提供文章>
----

聞けば、ハマちゃんもこんなに床が熱かったのは初めての経験らしかった。

やがて平静を取り戻した彼は、すぐに建物内部の繊細に装飾された大理石の壁を指差す。

「見てくださいよ。色のついた石をはめ込んでこんなに繊細な模様が作られているんです。すごいっすよね。来てよかったでしょ?」

キツかったあたしの1ヶ月のインド出張は、最後に夢のように美しい世界遺産を堪能する楽しい思い出で飾られた。ハマちゃんのお陰やった。

東京での再会

いつしかあたしもハマちゃんも会社を辞めた。
彼は日本に帰った。

彼はライターになって、結婚した。子どもさんもできた。
SNSで多くの人と繋がっていて、人気者だった。
食べることが大好きで、格闘技やスニーカーが好きで、オザケンが好き。

そんな彼が書いたビジネス本が大ヒットしたのを知った。
日本はおろか、韓国語、中国語など海外向けにも翻訳される超ベストセラーとなったのだ。面白くて、夢中で読んだ。
あたしも今ライターしているけれど、この点ではハマちゃんは大先輩だ。
いや、追いつけそうにもない。
すごい! やっぱ彼には「魂」があった。

海外在住が長かったあたしは、インド以来ずいぶん経ってから東京で彼に一度再会している。
夏だった。
なぜか会うのはいつも暑い時期やんね。
やっぱり彼は、全力であたしのためにスケジュールをあわせてくれた。
連れて行ってくれたのは、おいしい台湾料理のボロくて小さなお店。

太って一段と貫禄がついたハマちゃん。ふふ、あたしも老けたやろ。

----

抽出情報>
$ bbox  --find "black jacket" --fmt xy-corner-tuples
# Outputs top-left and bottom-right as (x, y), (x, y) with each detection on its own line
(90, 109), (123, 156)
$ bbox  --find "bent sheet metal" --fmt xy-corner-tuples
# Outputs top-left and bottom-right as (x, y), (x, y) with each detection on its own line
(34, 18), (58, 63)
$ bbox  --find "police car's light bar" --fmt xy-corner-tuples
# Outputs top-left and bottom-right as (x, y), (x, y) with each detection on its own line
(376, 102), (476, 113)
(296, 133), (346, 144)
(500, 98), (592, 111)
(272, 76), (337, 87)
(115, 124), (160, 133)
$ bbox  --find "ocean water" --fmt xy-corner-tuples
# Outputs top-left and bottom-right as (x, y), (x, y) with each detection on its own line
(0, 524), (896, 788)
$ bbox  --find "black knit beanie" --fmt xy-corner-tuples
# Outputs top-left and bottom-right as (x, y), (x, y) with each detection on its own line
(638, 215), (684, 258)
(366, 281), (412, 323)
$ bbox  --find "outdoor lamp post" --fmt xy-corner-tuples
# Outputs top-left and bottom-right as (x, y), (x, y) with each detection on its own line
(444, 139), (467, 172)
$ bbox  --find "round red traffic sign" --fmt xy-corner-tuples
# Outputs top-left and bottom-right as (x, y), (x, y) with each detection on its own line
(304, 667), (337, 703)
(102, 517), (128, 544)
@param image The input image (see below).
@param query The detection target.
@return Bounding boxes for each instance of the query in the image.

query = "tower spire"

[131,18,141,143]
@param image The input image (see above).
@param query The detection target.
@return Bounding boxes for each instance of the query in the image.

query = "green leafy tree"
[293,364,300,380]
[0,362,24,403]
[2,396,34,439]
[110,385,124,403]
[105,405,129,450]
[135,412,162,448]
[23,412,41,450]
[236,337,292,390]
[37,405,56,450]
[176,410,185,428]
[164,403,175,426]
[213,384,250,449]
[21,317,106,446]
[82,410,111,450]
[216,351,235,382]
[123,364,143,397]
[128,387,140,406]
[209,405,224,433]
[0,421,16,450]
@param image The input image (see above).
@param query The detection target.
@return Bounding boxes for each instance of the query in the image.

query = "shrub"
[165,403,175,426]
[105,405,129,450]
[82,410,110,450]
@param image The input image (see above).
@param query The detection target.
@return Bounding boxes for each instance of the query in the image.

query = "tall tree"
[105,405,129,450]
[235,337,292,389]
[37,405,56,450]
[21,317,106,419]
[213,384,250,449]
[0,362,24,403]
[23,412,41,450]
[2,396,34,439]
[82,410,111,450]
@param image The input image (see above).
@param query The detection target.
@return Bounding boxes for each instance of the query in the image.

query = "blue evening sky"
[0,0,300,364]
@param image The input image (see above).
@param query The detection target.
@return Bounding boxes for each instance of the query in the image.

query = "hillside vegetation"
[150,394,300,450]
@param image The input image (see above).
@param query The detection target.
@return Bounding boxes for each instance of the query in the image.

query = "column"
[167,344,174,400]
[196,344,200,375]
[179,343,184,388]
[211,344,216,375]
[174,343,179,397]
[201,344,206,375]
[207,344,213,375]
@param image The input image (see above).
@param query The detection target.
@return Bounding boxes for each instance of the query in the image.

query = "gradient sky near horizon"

----

設定課題> 提供文章のうち「あたしも今ライターしているけれど、この点ではハマちゃんは大先輩だ。」で始まり「太って一段と貫禄がついたハマちゃん。ふふ、あたしも老けたやろ。」で終わる部分を、「台湾料理」を「ベトナム料理」に入れ替えて書き出してください。

演習結果>
あたしも今ライターしているけれど、この点ではハマちゃんは大先輩だ。
いや、追いつけそうにもない。
すごい! やっぱ彼には「魂」があった。

海外在住が長かったあたしは、インド以来ずいぶん経ってから東京で彼に一度再会している。
夏だった。
なぜか会うのはいつも暑い時期やんね。
やっぱり彼は、全力であたしのためにスケジュールをあわせてくれた。
連れて行ってくれたのは、おいしいベトナム料理のボロくて小さなお店。

太って一段と貫禄がついたハマちゃん。ふふ、あたしも老けたやろ。